TEXTE À LIRE:
┄┄┄┄┄┄

En 1957, Hugo Pratt et Hector Oesterheld décident de lancer une nouvelle série pour un nouveau magazine lancé par Oesterheld, Frontera. L’histoire se passe en Amérique du nord au XVIIIème siècle, période historique qui a toujours intéressé Pratt. Pratt participe au scénario de certains épisodes, il trouve le titre de la série (il s’agit d’un poème de Stevenson et le nom d’une bataille entre français et anglais en 1758 (De l’autre côté de Corto). A cette période, Pratt travaille beaucoup et réalise des centaines de planches, il a besoin d’aide et se fait assister par une jeune fille, Gisela Dester, qui fait de nombreux décors pour Ticonderoga. Pratt tombe follement amoureux de Gisela.

┄┄┄┄┄┄

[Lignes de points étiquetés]

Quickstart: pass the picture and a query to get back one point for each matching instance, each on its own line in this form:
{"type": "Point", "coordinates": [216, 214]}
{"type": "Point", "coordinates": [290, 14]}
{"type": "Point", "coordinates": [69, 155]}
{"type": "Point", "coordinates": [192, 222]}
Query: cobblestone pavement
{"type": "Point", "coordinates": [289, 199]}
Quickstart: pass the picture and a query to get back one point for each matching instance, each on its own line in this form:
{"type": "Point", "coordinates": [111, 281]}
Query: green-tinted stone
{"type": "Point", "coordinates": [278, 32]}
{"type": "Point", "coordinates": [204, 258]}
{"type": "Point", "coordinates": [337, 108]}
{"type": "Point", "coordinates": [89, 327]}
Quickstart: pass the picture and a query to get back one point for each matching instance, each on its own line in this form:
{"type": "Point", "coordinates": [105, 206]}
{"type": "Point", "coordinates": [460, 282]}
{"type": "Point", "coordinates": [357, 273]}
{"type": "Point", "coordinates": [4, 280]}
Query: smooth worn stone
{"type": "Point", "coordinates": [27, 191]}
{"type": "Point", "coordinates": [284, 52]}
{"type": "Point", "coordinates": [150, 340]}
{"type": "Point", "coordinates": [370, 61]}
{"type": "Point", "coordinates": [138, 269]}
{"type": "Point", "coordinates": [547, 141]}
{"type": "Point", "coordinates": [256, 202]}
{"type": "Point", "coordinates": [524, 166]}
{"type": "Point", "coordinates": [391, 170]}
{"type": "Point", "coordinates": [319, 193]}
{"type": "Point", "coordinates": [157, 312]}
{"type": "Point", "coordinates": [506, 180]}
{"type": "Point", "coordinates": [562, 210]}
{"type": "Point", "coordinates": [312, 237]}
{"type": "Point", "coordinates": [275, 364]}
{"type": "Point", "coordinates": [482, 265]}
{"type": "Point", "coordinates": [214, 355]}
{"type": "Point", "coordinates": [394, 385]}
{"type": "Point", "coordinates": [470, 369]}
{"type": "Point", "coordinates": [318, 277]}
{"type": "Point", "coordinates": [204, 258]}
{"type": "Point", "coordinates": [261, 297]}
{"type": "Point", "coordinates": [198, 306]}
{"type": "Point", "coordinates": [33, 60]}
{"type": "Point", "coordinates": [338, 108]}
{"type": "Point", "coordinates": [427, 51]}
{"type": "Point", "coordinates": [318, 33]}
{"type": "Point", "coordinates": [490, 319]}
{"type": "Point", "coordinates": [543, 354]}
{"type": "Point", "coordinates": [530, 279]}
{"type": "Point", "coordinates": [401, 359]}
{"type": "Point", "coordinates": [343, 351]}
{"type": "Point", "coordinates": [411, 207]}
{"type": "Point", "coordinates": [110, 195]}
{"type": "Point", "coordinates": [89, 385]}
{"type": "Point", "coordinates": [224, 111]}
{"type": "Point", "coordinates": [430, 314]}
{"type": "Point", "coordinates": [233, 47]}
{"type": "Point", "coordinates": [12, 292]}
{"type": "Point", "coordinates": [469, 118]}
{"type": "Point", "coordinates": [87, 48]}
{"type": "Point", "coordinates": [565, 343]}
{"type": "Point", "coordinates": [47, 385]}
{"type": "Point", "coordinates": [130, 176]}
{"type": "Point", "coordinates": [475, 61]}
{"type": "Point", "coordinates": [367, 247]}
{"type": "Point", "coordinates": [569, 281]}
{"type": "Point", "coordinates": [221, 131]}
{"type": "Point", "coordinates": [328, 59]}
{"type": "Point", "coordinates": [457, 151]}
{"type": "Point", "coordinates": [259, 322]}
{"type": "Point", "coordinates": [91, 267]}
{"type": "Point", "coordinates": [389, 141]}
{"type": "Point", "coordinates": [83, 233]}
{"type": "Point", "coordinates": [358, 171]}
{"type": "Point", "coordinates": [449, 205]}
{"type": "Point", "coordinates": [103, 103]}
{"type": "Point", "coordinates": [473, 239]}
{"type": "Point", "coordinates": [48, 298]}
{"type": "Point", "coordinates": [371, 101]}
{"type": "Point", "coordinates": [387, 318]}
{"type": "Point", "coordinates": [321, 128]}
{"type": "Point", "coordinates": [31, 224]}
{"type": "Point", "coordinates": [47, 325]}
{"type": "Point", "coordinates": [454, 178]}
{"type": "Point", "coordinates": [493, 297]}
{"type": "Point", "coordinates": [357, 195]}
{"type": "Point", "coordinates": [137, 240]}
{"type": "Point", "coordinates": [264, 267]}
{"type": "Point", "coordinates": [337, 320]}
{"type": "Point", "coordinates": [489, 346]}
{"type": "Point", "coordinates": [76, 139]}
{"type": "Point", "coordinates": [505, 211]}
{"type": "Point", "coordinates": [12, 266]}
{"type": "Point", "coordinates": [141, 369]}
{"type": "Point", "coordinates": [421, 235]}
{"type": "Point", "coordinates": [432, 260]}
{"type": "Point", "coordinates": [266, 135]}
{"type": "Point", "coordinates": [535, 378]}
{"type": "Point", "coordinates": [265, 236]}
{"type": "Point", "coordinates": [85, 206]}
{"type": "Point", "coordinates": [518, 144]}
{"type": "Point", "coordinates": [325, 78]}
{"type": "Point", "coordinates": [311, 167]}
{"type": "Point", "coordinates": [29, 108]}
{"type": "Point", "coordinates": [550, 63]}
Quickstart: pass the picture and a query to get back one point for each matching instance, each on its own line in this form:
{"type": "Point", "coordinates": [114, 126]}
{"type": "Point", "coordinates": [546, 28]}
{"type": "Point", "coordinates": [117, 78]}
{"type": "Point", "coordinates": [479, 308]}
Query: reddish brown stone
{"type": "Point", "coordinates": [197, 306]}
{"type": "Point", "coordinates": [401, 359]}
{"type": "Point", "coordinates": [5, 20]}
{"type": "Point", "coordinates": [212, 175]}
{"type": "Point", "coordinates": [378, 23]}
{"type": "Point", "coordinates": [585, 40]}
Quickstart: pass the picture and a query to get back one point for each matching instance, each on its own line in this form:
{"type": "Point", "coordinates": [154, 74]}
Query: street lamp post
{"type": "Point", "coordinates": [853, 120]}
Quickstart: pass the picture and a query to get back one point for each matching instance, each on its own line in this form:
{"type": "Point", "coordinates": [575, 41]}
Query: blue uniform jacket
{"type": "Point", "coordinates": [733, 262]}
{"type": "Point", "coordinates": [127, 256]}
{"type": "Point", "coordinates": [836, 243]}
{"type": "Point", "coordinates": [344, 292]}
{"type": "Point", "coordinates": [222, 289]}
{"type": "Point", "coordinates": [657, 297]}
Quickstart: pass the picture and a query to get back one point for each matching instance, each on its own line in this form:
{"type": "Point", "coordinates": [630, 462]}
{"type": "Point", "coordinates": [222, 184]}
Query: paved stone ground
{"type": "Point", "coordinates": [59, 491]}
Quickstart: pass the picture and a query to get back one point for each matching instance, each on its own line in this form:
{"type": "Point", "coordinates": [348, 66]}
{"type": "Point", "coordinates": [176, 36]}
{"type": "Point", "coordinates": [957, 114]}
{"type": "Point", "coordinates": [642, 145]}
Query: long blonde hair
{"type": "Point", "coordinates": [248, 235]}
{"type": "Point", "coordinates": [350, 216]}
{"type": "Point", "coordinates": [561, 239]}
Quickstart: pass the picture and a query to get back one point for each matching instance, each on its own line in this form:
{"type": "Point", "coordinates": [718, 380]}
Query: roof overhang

┄┄┄┄┄┄

VOTRE TÂCHE:
Écrivez la suite du texte sur Hugo Pratt et la série Ticonderoga, en reprenant juste après sa dernière phrase.

RÉPONSE À L'EXERCICE:
En 1959, Pratt quitte l’Argentine et va à Londres ( il y restera un an et reviendra ensuite en Argentine avant de quitter le pays en 1962). Gisela Dester, reprend la série, dans l’esprit de Pratt. L’intégralité des planches (dessin H. Pratt et G. Dester) est repris dans Ticonderoga, édité en 2004 par « Bibliotheca Clarin de la Historieta » à Buenos Aires.

La planche présentée est la première planche du 3eme épisode dessinée par Gisela Dester en 1959. Il s’agit d’une planche remontée pour la réédition de l’album. Les 3 principaux personnages de la série : Ticonderoga, Caleb et Numokh sont présents sur cette planche mais, en faisant la comparaison avec la première version publiée, on peut vraiment déplorer le découpage de certaines cases et du visage de Numokh en particulier (bas de planche).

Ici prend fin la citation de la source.